**ARTÍCULO:**

################

Es sabido que Nietzsche también apelaba a los "buenos europeos". Muy bien, seamos pues "buenos europeos": alcemos nuestra voz para que aparezca de una vez el Estado europeo, el imperium europeo, la Europa autónoma y soberana que queremos forjar y que nos salvará de la tumba.
Hace ya un cuarto de siglo, Europa aparecía como la solución de casi todos los problemas. Hoy es percibida como un problema más. Con la desilusión, arrecian los reproches. A la Comisión Europea le afeamos todo: multiplicar las normas, intervenir en lo que no le concierne, querer castigar a todo el mundo, paralizar nuestras instituciones, organizarse de forma ininteligible, carecer de legitimidad democrática, anular la soberanía de los pueblos y las naciones, no ser más que una máquina de desgobierno. En la mayoría de los países, las opiniones positivas sobre la Unión Europea están en caída libre desde hace al menos diez años. En Francia, el porcentaje de los que piensan que “la pertenencia a la Unión es mala” ha saltado del 25% en 2004 al 41% en 2013. Más recientemente, un sondeo Ipsos reveló que el 70% de los franceses desean “limitar los poderes de Europa”.
Es un hecho que la Unión Europea vive una crisis de legitimidad sin precedentes. También lo es que en el espectáculo que ofrece no hay nada capaz de entusiasmar. Pero ¿cómo hemos llegado a esto?
La “deconstrucción” de Europa comenzó a principios de los 90, con los debates sobre la ratificación del tratado de Maastricht. Desde entonces, el futuro de Europa aparece como algo esencialmente problemático y muchos europeos empiezan a desencantarse. A medida que la globalización despertaba nuevos temores, la gente comprendió que “Europa” no garantizaba un mayor poder adquisitivo, una mejor regulación de los intercambios comerciales, una disminución de las deslocalizaciones, la regresión de la criminalidad, la estabilización de los mercados de empleo o un control más eficaz de la emigración, más bien lo contrario. La construcción europea aparece ahora no como un remedio frente a la globalización, sino como una etapa de la misma.
Desde el principio, la construcción europea se desarrolló en contra del sentido común. Se cometieron cuatro errores esenciales:
1.- Partir de la economía y del comercio en vez de la política y de la cultura, suponiendo que, por un “efecto trinquete”, la ciudanía económica desembocaría mecánicamente en la ciudadanía política.

################

[Filas de un conjunto de datos]
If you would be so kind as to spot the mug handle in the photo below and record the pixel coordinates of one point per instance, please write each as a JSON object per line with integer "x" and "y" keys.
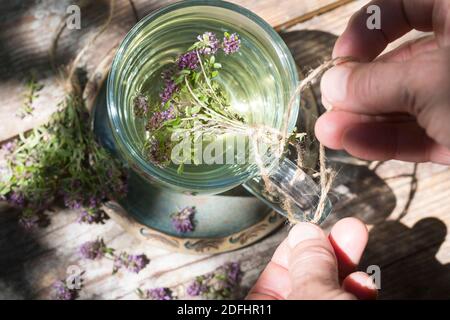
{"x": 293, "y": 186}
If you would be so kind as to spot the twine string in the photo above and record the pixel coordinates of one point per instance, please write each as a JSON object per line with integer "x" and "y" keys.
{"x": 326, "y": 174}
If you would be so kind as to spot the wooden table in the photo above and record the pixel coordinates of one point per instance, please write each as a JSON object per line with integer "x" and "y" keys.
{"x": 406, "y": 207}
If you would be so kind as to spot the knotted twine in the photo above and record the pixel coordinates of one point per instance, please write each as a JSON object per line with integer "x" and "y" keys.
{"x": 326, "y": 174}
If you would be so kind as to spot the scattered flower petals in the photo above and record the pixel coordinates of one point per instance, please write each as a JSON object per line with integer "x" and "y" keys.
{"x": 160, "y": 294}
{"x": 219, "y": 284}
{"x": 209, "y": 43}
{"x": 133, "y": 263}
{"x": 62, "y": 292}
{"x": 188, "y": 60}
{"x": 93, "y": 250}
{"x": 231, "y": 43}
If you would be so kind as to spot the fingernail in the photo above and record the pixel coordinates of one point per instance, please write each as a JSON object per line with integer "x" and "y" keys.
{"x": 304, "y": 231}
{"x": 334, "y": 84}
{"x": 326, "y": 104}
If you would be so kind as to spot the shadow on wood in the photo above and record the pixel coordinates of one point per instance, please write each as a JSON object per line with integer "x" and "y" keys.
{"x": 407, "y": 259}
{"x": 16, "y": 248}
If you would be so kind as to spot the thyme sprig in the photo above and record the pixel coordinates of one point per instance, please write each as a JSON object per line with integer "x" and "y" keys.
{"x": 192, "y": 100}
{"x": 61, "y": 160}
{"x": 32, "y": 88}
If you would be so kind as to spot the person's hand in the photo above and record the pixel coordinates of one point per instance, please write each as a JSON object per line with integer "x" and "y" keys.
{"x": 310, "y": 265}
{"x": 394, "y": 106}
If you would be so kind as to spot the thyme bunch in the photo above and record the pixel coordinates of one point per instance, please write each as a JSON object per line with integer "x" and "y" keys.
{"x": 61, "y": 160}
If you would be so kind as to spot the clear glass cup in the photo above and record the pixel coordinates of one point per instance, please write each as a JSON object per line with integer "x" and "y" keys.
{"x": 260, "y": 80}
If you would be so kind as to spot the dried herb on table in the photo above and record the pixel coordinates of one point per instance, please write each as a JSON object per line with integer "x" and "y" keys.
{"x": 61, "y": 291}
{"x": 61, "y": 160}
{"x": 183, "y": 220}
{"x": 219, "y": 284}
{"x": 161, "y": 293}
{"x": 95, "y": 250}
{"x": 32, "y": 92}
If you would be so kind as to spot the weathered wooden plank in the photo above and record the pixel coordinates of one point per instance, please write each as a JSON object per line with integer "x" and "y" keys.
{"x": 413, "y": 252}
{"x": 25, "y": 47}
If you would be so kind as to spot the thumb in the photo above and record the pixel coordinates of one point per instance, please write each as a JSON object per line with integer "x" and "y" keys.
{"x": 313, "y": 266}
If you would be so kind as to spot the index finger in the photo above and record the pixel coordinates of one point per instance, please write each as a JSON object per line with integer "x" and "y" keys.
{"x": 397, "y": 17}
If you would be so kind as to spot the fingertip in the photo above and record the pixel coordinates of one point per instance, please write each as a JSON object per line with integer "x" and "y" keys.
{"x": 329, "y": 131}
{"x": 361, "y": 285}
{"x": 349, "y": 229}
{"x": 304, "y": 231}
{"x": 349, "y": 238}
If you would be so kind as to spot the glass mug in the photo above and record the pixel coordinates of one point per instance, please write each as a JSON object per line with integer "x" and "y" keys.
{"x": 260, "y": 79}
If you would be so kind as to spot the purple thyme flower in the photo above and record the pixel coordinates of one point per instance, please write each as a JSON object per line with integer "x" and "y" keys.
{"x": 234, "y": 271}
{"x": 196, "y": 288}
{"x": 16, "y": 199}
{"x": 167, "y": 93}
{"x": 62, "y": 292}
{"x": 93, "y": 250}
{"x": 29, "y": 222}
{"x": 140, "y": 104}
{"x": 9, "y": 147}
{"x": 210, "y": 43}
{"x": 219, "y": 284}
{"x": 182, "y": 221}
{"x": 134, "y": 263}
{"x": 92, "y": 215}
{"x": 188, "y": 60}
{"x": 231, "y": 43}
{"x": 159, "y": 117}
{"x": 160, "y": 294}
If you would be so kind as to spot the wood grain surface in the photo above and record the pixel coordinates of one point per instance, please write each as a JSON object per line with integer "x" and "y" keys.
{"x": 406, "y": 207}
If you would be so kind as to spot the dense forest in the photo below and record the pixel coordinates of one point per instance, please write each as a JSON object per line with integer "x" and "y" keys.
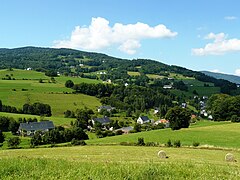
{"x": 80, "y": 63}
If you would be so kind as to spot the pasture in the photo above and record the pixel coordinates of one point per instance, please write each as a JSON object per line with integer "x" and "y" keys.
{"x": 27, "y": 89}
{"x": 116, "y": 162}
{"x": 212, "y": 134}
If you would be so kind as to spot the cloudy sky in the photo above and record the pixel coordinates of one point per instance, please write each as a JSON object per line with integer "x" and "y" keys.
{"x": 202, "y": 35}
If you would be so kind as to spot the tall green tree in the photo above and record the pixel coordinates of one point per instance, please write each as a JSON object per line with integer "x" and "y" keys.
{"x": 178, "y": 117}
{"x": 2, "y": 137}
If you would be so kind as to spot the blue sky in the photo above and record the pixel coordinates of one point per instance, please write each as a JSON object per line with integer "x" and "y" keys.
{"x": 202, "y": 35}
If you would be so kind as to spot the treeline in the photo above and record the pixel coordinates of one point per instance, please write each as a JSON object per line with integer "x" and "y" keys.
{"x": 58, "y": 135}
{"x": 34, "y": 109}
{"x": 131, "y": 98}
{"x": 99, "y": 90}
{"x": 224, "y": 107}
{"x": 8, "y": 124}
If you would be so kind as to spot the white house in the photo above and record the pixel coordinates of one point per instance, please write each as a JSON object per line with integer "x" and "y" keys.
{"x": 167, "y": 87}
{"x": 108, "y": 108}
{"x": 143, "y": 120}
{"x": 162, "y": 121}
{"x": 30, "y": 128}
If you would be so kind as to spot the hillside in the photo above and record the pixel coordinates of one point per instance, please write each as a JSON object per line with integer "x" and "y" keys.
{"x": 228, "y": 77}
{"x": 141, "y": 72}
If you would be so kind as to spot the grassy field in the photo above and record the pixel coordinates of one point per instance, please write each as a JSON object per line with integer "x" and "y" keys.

################

**TAREAS PENDIENTES:**
1. ¿Qué reproches se le hacen a la Comisión Europea según el artículo? Enuméralos todos.
2. Copia literalmente el fragmento del artículo que va desde "Es un hecho" hasta "llegado a esto?", ambos incluidos.
3. Según el artículo, ¿qué porcentaje de franceses desea "limitar los poderes de Europa" de acuerdo con el sondeo Ipsos?

**SOLUCIONES:**
1.
- Multiplicar las normas
- Intervenir en lo que no le concierne
- Querer castigar a todo el mundo
- Paralizar nuestras instituciones
- Organizarse de forma ininteligible
- Carecer de legitimidad democrática
- Anular la soberanía de los pueblos y las naciones
- No ser más que una máquina de desgobierno

2.
Es un hecho que la Unión Europea vive una crisis de legitimidad sin precedentes. También lo es que en el espectáculo que ofrece no hay nada capaz de entusiasmar. Pero ¿cómo hemos llegado a esto?

3. El 70 %.